== Description of the task ==
Copy the lines below word for word, leaving out the pictures.

Contour annotation lines:
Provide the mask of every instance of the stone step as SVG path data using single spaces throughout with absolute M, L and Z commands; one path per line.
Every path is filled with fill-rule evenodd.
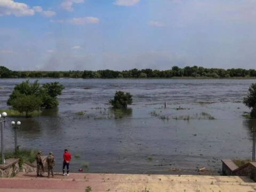
M 98 192 L 141 192 L 145 188 L 149 191 L 256 191 L 256 183 L 245 177 L 70 173 L 48 179 L 35 175 L 20 173 L 1 178 L 0 192 L 84 192 L 89 186 Z

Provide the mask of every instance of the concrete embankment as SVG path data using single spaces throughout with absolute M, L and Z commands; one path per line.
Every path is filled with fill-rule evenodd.
M 71 173 L 48 179 L 20 173 L 14 178 L 0 178 L 0 192 L 255 191 L 255 182 L 237 176 Z

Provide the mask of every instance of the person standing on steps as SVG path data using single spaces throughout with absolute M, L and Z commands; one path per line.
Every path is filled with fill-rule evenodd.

== Correct answer ==
Provide the mask of every instance of the stone step as SVG path data using single spaces throughout with absolute M, L and Z commands; one path per line.
Every path is filled with fill-rule evenodd.
M 98 192 L 141 192 L 145 188 L 149 191 L 256 191 L 256 183 L 245 177 L 70 173 L 48 179 L 35 175 L 20 173 L 1 178 L 0 192 L 84 192 L 89 186 Z

Provide the mask of every instance of the concrete embankment as SVG path data using single spaces throughout with absolute M, L and Z commands; one path per line.
Every path is filled with fill-rule evenodd.
M 71 173 L 48 179 L 20 173 L 14 178 L 0 178 L 0 192 L 255 191 L 255 182 L 237 176 Z

Provide the mask of every instance of the person standing on steps as SVG path data using single spaces throughout with absolute M, L and Z commands; one path per line.
Every path is filled with fill-rule evenodd.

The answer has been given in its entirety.